:: Excerto citado ::
Trabalhar o máximo, ganhar o mínimo
Olha a selfie barata!" "Pauzinho de selfie?" "Selfie stick?" O pregão não varia muito junto ao Mosteiro dos Jerónimos. Do lenço "típico português" fabricado no Bangladesh, passando por pêssegos paraguaios até cabos extensíveis para o autorretrato, tudo é negócio quando o assunto é turismo. Três amigos lituanos aguardam os 40 minutos da praxe para visitar o monumento. "Nada que não aconteça em qualquer outra grande cidade europeia, com a diferença de que aqui corremos maior risco de insolação", comentam, apetrechados de lenços e bonés. Estão hospedados na Baixa lisboeta, "onde uma senhora muito amorosa cozinha para todos". Atendimento familiar na era do turismo de massas? É de elogiar. Mas o Turismo de Portugal (TP) está preocupado com a formação dos trabalhadores. "Falamos sempre da promoção mas esquecemo-nos de que há uma parte de back office [bastidores] que é importante acautelar", avisa o presidente, Luís Araújo. O sector tem crescido 3% ao ano, aumentou 20% em receitas e vale 11% do PIB. Mas, segundo o Instituto Nacional de Estatística (INE), a remuneração média dos trabalhadores nas áreas do alojamento, restauração e similares é de €614. Entre 2015 e 2016, o emprego a prazo acelerou e os salários médios caíram. São eles, no entanto, que fazem o turismo acontecer na rua, e a mais recente análise do TP indica que 60% dos trabalhadores do sector têm o ensino básico. "Mesmo assim, temos os resultados que temos. Imagine-se como seria se tivessem formação", sugere o responsável, revelando que o objetivo é reverter o cenário.
"Até 2027, queremos que 60% das pessoas tenham o ensino secundário ou técnico-profissional." Óleo na máquina Numa das casas mais concorridas de Lisboa, a dos Pastéis de Belém, a experiência parece valer mais do que a formação. E o TP também sabe disso: "Posso ter uma pessoa com o ensino básico e um atendimento cinco estrelas. Tem que ver com a atitude", sublinha Luís Araújo. Uma funcionária conduz os turistas às mesas, um segurança vigia o espaço, um guia atesta que pastéis "como os de Belém não há" e quatro funcionários circulam de bandeja na mão. Todos bem-dispostos, todos poliglotas, como numa orquestra. "Vítor, olha a mesa 23."

:: Tarefa a realizar ::
Com base no texto sobre os trabalhadores do turismo, responda:
(a) Segundo o INE, qual é a remuneração média dos trabalhadores do alojamento, restauração e similares?
(b) De acordo com a análise do TP, que percentagem dos trabalhadores do sector tem o ensino básico?
(c) Quantos funcionários circulam de bandeja na mão na casa dos Pastéis de Belém?

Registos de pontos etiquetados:
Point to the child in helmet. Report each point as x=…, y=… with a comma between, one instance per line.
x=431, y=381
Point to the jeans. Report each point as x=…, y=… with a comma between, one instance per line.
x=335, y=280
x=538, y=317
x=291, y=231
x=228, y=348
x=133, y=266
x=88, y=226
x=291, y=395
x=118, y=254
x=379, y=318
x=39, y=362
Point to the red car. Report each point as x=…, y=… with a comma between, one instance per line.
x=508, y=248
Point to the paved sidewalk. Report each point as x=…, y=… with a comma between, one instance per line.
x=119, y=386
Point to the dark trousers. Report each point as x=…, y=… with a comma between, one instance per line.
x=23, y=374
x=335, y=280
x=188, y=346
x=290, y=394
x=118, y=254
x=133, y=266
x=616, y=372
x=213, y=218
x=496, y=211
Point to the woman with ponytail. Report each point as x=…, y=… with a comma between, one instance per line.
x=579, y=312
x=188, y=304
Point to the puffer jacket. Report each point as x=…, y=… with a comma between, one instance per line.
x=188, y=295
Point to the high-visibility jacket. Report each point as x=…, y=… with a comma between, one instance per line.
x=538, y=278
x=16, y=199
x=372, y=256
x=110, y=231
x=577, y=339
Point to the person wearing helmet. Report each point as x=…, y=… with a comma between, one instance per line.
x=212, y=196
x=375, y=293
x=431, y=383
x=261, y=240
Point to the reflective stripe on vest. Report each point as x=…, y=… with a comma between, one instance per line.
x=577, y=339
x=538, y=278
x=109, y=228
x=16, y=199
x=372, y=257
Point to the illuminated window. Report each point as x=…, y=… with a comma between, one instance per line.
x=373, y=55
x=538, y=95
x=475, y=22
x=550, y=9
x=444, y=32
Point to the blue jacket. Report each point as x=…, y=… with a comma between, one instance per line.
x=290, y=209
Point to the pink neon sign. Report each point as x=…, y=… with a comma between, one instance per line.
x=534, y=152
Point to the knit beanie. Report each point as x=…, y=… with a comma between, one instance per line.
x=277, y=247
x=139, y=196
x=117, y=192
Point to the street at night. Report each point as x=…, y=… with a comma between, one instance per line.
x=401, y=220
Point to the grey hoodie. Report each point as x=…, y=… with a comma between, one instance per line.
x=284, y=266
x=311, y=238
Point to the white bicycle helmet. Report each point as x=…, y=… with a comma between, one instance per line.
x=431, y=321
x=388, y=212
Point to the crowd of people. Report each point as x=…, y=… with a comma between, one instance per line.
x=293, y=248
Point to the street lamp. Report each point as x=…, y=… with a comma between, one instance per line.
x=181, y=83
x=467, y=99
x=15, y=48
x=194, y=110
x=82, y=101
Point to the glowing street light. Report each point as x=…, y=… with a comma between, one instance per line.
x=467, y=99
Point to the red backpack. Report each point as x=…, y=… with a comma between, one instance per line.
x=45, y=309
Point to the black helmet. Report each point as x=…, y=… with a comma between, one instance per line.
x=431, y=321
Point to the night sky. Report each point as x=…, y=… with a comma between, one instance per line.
* * *
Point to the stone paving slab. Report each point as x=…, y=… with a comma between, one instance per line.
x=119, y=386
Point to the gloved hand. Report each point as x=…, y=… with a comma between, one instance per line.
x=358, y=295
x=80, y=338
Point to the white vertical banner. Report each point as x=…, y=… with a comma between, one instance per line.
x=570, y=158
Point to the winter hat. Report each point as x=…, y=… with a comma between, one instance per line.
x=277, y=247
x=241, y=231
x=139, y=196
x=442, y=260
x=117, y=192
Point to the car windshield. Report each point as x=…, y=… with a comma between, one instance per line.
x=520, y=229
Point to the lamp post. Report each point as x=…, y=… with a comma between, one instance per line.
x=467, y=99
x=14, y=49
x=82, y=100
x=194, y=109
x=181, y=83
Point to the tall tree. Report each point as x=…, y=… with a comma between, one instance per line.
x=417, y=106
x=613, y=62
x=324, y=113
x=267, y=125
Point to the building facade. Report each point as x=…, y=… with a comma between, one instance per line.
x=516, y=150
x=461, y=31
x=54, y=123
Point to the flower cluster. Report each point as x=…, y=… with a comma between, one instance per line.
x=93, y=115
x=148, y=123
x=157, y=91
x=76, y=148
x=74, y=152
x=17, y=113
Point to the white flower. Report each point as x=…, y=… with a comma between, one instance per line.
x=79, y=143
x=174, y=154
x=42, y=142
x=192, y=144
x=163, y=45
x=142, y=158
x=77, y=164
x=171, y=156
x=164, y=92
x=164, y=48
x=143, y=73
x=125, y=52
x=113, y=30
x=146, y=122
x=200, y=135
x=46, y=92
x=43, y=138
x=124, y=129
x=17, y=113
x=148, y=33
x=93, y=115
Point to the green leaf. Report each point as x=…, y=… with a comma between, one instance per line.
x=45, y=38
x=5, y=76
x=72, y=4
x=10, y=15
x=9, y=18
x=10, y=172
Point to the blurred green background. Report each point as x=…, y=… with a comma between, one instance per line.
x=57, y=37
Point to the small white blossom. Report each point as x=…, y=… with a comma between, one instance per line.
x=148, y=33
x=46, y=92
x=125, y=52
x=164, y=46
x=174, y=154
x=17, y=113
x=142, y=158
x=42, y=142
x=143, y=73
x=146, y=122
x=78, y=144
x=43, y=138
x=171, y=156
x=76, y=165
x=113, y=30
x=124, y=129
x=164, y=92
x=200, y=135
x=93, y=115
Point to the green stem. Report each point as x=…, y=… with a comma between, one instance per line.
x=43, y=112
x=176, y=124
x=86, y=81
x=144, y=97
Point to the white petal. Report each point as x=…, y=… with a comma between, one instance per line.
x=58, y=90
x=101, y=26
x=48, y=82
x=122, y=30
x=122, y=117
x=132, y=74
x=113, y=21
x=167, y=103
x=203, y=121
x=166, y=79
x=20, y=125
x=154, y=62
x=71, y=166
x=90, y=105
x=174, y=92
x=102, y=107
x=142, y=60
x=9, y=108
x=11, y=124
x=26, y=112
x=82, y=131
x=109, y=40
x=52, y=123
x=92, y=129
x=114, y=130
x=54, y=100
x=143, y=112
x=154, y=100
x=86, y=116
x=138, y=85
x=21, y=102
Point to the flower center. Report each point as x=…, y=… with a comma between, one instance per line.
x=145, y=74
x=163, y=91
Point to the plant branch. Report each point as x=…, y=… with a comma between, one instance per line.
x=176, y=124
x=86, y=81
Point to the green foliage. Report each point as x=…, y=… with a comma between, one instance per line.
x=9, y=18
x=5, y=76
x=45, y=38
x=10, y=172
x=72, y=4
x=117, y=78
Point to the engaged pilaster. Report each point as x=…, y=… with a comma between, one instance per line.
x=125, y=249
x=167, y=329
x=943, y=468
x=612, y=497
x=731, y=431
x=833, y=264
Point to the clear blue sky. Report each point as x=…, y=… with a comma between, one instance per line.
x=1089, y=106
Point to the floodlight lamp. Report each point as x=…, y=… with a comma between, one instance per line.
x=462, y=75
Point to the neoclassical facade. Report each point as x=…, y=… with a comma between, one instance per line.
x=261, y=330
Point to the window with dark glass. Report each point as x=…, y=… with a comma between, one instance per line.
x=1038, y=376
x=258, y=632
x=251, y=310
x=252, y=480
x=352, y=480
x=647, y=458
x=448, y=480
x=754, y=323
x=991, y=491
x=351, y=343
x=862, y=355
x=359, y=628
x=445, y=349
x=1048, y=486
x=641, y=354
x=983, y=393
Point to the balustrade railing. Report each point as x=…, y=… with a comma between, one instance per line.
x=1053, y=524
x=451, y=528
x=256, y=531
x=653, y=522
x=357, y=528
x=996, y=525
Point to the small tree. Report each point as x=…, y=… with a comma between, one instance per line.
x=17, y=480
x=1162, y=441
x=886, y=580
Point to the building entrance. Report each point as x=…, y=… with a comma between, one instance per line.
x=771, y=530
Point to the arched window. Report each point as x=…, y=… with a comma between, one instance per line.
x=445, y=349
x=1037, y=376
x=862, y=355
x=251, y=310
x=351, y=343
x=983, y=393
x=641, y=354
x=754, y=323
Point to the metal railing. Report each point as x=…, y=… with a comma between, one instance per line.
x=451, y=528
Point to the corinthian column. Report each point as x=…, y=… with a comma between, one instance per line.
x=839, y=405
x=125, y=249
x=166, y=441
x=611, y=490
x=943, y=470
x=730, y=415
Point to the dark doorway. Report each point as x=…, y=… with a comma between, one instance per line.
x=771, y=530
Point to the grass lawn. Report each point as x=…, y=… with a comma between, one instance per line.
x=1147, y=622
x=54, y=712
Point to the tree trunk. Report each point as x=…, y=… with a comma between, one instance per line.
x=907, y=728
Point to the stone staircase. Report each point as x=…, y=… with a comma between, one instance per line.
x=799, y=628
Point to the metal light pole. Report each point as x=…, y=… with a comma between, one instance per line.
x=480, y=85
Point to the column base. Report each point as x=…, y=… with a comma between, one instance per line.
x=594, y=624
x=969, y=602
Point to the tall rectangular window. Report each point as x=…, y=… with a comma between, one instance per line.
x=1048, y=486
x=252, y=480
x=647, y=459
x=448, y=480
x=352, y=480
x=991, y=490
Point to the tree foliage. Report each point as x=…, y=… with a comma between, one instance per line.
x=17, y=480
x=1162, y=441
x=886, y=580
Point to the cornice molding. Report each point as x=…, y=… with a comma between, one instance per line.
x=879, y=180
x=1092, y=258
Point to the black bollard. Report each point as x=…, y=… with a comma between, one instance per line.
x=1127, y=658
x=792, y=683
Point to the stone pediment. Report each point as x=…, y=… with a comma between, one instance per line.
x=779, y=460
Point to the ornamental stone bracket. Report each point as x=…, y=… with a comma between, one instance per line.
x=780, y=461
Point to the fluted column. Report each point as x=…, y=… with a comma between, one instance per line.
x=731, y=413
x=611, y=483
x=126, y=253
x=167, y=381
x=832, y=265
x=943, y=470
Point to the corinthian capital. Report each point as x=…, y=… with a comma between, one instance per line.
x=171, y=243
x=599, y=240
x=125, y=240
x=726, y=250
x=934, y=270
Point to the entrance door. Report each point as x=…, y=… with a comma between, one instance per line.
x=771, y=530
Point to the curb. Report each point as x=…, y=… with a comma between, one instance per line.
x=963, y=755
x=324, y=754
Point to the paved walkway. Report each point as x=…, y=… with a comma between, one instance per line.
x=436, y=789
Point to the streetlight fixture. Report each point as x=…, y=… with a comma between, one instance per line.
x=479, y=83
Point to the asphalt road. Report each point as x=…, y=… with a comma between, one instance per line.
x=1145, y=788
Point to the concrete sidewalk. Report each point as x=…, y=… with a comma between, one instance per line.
==
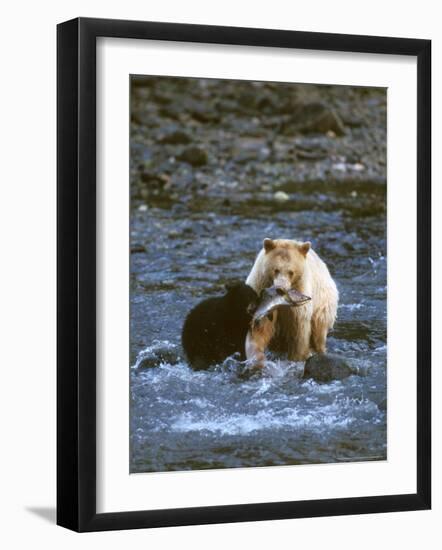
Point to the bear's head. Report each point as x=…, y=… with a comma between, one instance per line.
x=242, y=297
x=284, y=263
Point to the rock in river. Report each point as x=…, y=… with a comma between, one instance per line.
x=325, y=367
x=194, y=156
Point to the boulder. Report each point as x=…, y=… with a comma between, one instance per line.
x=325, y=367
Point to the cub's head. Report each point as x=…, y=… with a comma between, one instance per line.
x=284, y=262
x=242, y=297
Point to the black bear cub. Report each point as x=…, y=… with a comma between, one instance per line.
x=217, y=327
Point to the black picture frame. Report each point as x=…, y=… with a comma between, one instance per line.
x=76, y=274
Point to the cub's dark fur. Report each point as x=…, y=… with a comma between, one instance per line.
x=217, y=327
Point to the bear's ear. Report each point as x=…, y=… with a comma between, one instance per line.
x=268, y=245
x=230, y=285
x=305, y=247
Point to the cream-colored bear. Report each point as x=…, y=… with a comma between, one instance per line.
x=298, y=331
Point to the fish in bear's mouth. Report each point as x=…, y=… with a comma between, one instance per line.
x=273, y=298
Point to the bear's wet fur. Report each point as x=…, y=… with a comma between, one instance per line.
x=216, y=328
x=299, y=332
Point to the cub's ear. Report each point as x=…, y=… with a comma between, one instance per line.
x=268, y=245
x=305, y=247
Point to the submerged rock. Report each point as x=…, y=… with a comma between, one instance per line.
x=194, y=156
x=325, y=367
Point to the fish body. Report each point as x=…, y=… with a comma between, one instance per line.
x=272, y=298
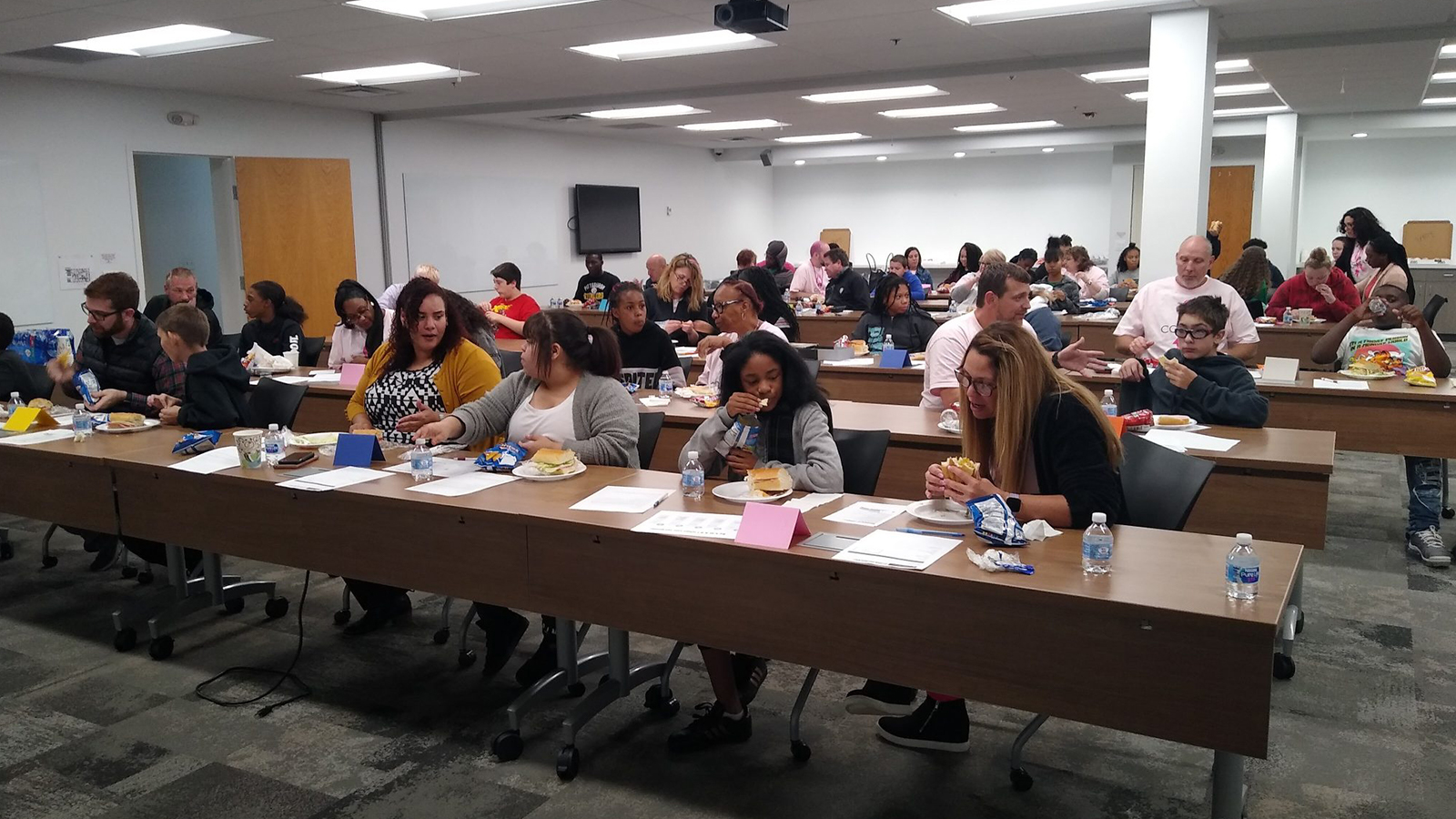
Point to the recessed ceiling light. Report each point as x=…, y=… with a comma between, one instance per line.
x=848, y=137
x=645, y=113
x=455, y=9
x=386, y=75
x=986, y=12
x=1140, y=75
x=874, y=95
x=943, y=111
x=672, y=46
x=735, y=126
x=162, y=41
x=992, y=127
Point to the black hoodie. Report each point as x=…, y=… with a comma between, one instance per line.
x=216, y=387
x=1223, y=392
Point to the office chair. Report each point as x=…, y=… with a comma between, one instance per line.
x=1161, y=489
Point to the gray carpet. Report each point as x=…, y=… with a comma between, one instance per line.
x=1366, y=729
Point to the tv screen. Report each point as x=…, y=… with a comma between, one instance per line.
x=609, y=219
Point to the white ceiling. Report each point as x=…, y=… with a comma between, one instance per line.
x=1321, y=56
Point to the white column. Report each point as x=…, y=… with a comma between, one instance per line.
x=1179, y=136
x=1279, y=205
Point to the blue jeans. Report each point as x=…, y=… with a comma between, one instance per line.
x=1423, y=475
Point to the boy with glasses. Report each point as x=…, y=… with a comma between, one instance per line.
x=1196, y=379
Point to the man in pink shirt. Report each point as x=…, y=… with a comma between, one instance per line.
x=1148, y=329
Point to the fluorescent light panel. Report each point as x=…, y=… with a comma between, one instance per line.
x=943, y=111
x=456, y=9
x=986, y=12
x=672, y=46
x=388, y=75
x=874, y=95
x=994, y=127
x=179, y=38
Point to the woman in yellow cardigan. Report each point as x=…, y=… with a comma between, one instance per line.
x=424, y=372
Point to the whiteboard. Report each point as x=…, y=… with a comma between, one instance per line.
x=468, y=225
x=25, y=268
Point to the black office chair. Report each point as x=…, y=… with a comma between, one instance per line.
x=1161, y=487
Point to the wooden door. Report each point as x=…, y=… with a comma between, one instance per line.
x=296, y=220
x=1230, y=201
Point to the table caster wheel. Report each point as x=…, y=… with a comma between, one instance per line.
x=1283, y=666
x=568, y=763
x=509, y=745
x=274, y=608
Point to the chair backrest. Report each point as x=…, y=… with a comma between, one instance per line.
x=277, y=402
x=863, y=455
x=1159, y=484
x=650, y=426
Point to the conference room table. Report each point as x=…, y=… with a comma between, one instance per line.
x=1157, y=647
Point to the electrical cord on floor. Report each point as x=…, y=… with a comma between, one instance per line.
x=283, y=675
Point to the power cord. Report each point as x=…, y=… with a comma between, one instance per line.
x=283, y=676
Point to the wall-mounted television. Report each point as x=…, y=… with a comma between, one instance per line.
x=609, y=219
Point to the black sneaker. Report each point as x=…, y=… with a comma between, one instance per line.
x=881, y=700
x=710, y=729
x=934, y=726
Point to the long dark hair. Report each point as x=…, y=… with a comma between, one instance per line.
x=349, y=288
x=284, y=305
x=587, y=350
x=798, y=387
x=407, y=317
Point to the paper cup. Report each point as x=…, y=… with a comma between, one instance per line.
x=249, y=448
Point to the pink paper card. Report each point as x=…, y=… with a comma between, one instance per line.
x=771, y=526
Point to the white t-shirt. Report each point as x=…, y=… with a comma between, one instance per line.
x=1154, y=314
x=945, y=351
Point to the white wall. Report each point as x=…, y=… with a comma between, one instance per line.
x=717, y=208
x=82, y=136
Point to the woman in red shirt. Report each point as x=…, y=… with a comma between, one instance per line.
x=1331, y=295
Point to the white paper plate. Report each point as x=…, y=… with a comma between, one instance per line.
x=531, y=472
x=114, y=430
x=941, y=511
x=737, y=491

:: Resultado do exercício ::
(a) €614.
(b) 60%.
(c) Quatro.